● Given entries
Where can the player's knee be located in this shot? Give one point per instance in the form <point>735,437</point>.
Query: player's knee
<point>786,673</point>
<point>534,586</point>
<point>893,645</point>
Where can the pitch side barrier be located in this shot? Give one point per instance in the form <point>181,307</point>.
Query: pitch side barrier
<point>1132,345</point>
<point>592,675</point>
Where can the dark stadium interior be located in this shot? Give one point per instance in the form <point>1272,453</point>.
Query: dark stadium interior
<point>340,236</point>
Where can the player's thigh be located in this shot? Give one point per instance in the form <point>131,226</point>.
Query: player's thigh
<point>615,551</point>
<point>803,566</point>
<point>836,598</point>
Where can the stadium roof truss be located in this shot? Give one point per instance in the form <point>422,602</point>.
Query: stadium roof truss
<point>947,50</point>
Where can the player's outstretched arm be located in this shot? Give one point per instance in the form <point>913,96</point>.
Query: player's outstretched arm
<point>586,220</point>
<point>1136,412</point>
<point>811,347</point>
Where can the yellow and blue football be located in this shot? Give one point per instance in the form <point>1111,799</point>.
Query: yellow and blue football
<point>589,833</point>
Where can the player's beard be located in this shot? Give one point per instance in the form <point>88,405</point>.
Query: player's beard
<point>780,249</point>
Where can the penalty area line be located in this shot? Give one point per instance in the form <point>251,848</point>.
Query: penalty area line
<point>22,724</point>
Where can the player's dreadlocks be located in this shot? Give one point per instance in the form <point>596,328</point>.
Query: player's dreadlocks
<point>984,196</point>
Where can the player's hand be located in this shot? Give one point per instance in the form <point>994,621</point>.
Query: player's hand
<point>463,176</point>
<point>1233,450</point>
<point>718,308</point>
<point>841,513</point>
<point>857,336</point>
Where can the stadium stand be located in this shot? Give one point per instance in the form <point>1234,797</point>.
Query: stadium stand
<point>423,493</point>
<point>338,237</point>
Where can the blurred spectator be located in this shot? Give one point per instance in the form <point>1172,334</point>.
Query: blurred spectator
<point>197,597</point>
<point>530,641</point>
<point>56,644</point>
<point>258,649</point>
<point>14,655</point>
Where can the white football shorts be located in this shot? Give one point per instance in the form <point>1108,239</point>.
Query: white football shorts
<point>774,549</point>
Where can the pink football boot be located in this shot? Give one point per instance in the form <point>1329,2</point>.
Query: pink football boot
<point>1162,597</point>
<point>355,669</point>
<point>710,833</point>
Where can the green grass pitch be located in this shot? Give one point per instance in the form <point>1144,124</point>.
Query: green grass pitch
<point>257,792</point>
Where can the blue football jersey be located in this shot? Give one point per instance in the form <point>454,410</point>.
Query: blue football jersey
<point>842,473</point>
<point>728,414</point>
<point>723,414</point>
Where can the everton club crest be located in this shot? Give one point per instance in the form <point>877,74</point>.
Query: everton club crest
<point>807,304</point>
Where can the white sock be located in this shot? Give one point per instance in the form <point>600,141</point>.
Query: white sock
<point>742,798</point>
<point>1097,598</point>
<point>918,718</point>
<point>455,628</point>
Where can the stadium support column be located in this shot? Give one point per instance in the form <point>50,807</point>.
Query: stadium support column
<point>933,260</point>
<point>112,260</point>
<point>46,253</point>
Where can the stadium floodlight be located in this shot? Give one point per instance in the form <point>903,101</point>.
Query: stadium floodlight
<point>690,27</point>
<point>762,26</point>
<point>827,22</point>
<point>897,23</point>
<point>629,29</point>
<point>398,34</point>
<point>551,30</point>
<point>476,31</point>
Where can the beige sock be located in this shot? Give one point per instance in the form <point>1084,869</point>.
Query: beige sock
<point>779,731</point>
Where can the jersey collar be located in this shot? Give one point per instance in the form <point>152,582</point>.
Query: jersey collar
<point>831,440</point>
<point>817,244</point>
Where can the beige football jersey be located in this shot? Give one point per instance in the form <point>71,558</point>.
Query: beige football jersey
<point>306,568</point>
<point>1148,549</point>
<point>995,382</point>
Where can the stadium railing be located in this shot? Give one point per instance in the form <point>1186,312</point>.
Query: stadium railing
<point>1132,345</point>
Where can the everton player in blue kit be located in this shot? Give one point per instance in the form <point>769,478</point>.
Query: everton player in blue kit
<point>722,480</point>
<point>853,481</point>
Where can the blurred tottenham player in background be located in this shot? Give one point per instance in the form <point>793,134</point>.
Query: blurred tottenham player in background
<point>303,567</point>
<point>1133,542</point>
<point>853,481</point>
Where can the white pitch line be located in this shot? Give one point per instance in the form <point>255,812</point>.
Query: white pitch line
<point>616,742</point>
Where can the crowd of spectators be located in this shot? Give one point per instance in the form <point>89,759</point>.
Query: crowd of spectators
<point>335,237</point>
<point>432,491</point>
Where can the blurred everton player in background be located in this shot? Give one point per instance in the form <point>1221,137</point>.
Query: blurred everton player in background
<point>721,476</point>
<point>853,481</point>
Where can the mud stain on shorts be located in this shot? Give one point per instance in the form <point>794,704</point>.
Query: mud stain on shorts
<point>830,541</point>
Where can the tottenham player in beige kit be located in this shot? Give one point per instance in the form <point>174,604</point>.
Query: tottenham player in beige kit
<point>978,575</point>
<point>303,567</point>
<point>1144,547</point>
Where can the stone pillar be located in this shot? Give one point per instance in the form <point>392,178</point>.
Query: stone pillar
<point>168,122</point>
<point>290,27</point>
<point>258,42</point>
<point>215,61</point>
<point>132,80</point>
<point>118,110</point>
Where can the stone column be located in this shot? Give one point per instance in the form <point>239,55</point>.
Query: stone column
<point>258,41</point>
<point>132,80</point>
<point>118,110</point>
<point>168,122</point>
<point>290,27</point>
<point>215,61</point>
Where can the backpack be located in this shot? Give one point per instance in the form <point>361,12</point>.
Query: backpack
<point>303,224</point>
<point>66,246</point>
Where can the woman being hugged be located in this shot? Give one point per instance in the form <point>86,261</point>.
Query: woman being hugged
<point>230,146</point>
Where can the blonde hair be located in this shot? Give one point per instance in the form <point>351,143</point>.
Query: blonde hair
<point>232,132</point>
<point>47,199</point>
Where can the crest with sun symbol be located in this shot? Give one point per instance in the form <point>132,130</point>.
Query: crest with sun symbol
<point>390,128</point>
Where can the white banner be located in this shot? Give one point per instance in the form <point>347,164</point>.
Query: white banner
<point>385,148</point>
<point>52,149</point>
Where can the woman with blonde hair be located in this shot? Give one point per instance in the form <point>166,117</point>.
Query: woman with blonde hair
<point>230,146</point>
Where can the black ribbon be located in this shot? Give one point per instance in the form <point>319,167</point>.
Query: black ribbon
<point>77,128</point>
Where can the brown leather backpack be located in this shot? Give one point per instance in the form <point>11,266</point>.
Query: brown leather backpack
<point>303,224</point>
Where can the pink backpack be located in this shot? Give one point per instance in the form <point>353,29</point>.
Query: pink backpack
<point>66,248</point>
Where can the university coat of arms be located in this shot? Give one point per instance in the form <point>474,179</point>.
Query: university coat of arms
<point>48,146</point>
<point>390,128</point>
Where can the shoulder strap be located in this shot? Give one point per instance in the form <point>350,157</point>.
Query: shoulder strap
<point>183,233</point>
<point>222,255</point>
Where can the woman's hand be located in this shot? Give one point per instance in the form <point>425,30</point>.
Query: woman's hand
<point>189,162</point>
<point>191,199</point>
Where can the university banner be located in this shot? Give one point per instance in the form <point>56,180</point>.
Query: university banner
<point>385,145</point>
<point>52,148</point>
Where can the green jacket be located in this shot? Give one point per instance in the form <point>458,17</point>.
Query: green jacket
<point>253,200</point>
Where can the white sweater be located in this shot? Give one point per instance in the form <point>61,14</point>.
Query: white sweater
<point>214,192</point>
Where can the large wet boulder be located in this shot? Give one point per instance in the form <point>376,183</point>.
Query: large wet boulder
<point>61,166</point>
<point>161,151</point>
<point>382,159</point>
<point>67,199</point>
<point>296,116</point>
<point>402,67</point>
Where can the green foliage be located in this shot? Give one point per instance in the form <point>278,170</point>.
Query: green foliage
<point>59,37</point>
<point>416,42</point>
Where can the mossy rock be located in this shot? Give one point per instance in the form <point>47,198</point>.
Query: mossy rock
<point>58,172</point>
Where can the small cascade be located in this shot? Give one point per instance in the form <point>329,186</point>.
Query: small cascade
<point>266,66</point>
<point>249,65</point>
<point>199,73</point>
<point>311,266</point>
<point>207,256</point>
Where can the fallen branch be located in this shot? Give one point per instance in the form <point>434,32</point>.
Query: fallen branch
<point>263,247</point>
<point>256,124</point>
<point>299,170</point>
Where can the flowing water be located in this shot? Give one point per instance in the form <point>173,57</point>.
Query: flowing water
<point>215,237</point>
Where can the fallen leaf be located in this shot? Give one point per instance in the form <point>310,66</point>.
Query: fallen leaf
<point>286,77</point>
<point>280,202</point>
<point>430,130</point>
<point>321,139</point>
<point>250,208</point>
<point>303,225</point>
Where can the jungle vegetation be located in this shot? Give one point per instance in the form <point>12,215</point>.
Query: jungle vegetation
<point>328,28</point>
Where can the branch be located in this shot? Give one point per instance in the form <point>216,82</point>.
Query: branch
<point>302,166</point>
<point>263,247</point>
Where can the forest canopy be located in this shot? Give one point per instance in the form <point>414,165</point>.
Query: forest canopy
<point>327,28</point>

● Set problem
Could you substitute "dead leaf" for "fallen leaf" in the part that opens with the line containing "Where can the flowing" and closes with the end of the items, then give only those lines again, otherwise unchanged?

● Exercise response
Where can the flowing water be located in this shot? Give one point per instance in the form <point>173,57</point>.
Query: flowing water
<point>215,237</point>
Where can the dead leaf be located in this shot? Give one point per instance in the form <point>310,66</point>.
Query: dead leaf
<point>286,77</point>
<point>280,202</point>
<point>430,130</point>
<point>321,139</point>
<point>250,208</point>
<point>303,225</point>
Where can the jungle vegetation be located in this shot? Give one point per instance in the form <point>12,215</point>.
Query: jungle vegetation
<point>328,28</point>
Where can the branch be located in this shot? Give one point per instance in the form <point>216,82</point>.
Query: branch
<point>302,166</point>
<point>263,247</point>
Where can the forest canopy be located in this shot? Give one point per instance in the form <point>414,165</point>.
Query: forest canopy
<point>327,28</point>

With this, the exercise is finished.